• [EXERCISE] Copy each of the rows below without changing a single character.

• [RECORDS]
════════

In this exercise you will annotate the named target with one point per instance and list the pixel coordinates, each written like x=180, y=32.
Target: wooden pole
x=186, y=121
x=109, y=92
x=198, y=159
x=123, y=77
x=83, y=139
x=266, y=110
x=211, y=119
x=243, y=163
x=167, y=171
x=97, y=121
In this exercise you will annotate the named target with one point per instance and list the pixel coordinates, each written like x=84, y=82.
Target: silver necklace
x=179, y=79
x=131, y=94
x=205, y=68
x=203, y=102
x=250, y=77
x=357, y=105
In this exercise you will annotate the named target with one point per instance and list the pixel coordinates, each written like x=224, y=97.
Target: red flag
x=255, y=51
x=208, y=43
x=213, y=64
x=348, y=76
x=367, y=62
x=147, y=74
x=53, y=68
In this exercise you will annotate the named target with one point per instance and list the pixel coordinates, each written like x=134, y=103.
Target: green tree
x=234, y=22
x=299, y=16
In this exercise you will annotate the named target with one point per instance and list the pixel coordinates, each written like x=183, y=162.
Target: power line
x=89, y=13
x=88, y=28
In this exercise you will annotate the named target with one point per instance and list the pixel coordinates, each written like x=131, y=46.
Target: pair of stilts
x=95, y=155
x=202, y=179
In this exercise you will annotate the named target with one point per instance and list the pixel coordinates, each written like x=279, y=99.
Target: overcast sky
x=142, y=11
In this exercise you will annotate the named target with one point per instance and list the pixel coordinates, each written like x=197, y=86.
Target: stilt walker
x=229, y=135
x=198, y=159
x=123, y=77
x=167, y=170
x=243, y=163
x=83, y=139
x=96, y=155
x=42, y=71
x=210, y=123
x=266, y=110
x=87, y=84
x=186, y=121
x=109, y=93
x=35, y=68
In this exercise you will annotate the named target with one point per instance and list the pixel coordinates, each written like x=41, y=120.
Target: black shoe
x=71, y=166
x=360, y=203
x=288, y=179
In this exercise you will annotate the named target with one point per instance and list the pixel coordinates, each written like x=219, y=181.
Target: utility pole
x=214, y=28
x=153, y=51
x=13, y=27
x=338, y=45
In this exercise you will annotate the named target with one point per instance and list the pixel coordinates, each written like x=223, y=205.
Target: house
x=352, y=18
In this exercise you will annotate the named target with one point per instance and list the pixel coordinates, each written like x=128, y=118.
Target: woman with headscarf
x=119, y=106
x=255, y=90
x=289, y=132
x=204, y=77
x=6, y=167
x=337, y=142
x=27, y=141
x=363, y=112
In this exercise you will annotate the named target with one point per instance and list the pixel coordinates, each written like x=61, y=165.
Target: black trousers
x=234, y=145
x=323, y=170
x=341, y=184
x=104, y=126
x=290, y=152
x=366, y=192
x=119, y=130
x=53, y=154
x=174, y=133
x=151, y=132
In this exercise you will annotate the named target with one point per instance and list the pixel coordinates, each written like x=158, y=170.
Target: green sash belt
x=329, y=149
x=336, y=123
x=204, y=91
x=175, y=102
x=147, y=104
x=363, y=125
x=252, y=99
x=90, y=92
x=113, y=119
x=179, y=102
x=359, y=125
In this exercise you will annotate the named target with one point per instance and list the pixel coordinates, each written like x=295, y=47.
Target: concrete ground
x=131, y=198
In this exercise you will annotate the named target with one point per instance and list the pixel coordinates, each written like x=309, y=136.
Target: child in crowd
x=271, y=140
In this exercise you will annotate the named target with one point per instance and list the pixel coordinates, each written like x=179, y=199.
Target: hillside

════════

• [EXERCISE SOLUTION]
In this exercise you will annotate the named target with one point per instance and list the pixel coordinates, each written like x=180, y=32.
Target: wooden pole
x=186, y=121
x=109, y=92
x=198, y=159
x=123, y=77
x=83, y=139
x=266, y=110
x=211, y=119
x=243, y=163
x=167, y=171
x=97, y=121
In this exercise you will annotate the named target with one point per instance and list the pixel coordinates, each written like x=84, y=82.
Target: silver necklace
x=179, y=79
x=131, y=94
x=205, y=68
x=203, y=102
x=250, y=77
x=357, y=105
In this exercise you will annotate the named target with one point per instance and list the pixel coordinates, each written like x=224, y=97.
Target: red flag
x=255, y=51
x=208, y=43
x=213, y=64
x=348, y=76
x=367, y=62
x=147, y=74
x=53, y=68
In this exercise you will annotate the named target with one point per instance and list the pixel coordinates, each written like x=134, y=103.
Target: green tree
x=234, y=22
x=299, y=16
In this exercise you will annotate the named target with one point per instance and list the pixel coordinates, each written like x=183, y=162.
Target: power line
x=89, y=13
x=88, y=28
In this exercise you will annotate the named target with one point per instance and list the pixel coordinates, each written like x=131, y=46.
Target: pair of stilts
x=95, y=155
x=202, y=179
In this exercise you will annotate the named target with one point per instance and list the pixel coordinates, each written like x=279, y=99.
Target: overcast sky
x=142, y=11
In this exercise you will annotate the named target with one point per instance and list the pixel coordinates, each written like x=197, y=86.
Target: stilt walker
x=229, y=135
x=198, y=159
x=123, y=77
x=167, y=170
x=243, y=163
x=83, y=139
x=96, y=155
x=42, y=71
x=210, y=123
x=266, y=110
x=87, y=84
x=186, y=121
x=109, y=93
x=35, y=68
In this exercise you will annotate the named target with one point per instance and list the pixel coordinates, each written like x=41, y=120.
Target: black shoe
x=71, y=166
x=360, y=203
x=288, y=179
In this exercise you will annotate the named target with one point per instance and list the pixel coordinates, each written like x=219, y=181.
Target: utility pole
x=214, y=28
x=153, y=51
x=13, y=27
x=338, y=45
In this exercise you will annotate the named target with one point per instance and list the pixel coordinates, each written like x=223, y=205.
Target: house
x=352, y=18
In this exercise you will annotate the named target with one point per instance and list the pixel coordinates, each written like x=128, y=118.
Target: woman with headscarf
x=119, y=106
x=255, y=90
x=289, y=132
x=204, y=77
x=6, y=167
x=337, y=142
x=27, y=141
x=363, y=112
In this exercise you will annotate the named target with one point per instance and list the pixel coordinates, each written like x=61, y=165.
Target: black trousers
x=234, y=145
x=323, y=170
x=341, y=184
x=104, y=126
x=290, y=152
x=366, y=192
x=119, y=130
x=53, y=154
x=174, y=133
x=151, y=132
In this exercise you will annotate the named target with one point per instance and list the pixel coordinates, each written like x=158, y=170.
Target: green sash belt
x=329, y=149
x=336, y=123
x=204, y=91
x=175, y=102
x=147, y=104
x=363, y=125
x=252, y=99
x=90, y=92
x=113, y=119
x=179, y=102
x=359, y=125
In this exercise you will annotate the named target with one point per instance and list the pixel coordinates, each written like x=295, y=47.
Target: concrete ground
x=131, y=198
In this exercise you will annotate the named target with one point per instance and list the pixel coordinates, each written like x=309, y=136.
Target: child in crowd
x=271, y=140
In this exercise you will annotate the named target with one point per instance and list the pixel coordinates, each written like x=179, y=199.
Target: hillside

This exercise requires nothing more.